■ Written instruction
Write out the records word for word, starting at the line that contains "Cam-trap alert: motion was detected. Identify blue off-shoulder" and stopping after the line that contains "640, 277, 683, 289".

■ Exercise data

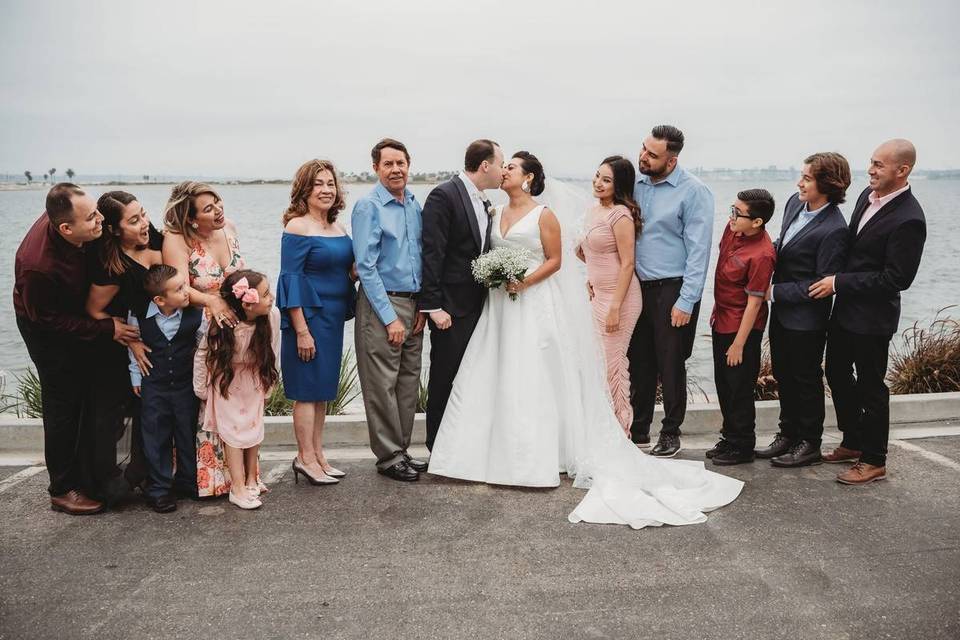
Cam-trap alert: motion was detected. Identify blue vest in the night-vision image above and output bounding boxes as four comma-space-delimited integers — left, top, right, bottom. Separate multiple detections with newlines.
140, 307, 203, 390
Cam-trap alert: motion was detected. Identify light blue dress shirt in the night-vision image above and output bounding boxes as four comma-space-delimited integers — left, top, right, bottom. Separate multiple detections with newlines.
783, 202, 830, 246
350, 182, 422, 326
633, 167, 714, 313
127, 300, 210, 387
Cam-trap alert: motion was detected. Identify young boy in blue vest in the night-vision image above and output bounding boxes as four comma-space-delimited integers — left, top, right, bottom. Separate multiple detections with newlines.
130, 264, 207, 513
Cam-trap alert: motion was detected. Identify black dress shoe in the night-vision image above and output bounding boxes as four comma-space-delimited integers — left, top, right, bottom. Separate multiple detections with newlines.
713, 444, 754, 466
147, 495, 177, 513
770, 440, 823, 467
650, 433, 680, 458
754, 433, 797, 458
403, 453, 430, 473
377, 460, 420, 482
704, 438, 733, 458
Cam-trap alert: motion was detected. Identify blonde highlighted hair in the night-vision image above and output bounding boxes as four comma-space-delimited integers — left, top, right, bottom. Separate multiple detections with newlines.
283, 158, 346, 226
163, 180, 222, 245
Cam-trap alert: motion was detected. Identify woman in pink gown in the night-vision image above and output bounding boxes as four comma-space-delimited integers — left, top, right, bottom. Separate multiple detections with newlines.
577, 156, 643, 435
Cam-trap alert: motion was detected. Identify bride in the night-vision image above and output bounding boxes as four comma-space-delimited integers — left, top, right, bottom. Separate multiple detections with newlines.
--
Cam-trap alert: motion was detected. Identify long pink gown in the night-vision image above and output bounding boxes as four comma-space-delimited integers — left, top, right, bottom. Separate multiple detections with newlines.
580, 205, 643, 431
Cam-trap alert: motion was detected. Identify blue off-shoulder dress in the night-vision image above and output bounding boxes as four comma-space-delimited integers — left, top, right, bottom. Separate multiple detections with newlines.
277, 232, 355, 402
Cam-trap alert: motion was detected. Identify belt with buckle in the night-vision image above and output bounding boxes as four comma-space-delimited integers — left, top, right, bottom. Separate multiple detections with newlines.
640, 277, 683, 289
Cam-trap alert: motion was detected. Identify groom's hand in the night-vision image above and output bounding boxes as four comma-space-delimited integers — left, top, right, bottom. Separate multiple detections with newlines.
--
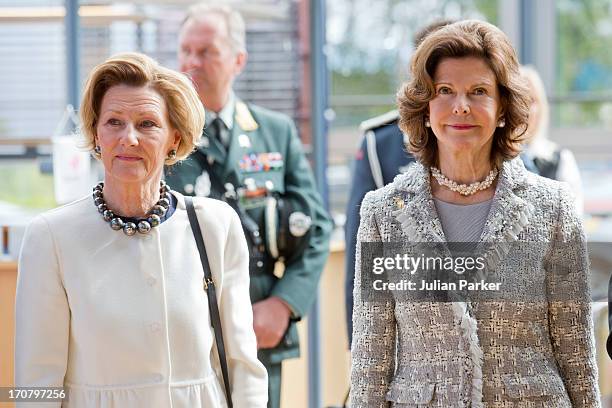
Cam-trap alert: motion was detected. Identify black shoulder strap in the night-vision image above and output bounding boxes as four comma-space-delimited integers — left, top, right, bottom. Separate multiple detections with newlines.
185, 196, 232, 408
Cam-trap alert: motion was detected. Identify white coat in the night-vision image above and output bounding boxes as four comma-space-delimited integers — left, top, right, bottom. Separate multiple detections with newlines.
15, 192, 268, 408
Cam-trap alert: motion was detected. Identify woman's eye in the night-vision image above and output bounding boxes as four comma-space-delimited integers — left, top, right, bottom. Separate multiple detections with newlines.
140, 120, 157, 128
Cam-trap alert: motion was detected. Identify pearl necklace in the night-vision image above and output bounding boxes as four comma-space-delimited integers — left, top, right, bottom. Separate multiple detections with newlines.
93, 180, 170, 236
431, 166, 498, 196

■ Exercise result
Cam-trap alert: motion was detected. Identify blue off-shoulder dress in the night-vision image above and output bounding boxes as four comma-space-delimited integers — left, top, right, bottom. Separate multiple detections with newlines.
277, 232, 355, 402
Cam-trap alert: motion was detected. Identify belt with buckle in the night-vision image above and output bounding boxes as four comma-space-delimited integers — left, top, right, bottom. Separate multiple detections with newlines.
640, 277, 683, 289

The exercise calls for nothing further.